[Start of DATASET EXTRACT]

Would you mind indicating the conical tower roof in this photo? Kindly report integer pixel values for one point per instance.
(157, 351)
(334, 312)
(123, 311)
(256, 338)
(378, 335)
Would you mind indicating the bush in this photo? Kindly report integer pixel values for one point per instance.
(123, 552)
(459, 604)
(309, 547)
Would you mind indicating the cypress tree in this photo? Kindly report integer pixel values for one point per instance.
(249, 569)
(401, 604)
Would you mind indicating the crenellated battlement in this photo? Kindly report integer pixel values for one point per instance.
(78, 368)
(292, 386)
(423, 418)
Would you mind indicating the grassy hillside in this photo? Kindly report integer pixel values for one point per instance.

[End of DATASET EXTRACT]
[Start of DATASET EXTRACT]

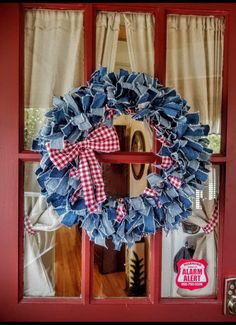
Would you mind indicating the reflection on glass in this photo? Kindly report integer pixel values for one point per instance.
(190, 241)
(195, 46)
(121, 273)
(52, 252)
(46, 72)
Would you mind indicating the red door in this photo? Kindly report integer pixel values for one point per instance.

[End of DATASET EXTRACT]

● WHAT THE EXERCISE ASKS
Pick out every line in the listing above that contains the word "integer", and copy each one in full.

● SOLUTION TO THIS EXERCISE
Would you mind indicating the conical tower roof in this photo? Kindly report integer pixel values for one point per instance.
Would you mind indicating the bush in this photo? Kindly report integer pixel values for one point per instance.
Would you mind indicating the cypress tree in this photo? Kindly report integer pixel values for one point per instance.
Would you mind indicating the crenellated battlement in this photo? Kindly report integer pixel values for one point per instance.
Would you mind indicating the grassy hillside in this photo? Kindly report integer pixel values for one point per instance.
Would you mind indicating the reflection on glass in this photo? Kindly report integer pixel values for one point per instance.
Would you mind indicating the red door in this photo? Kindly report integer pixel values for one point per instance.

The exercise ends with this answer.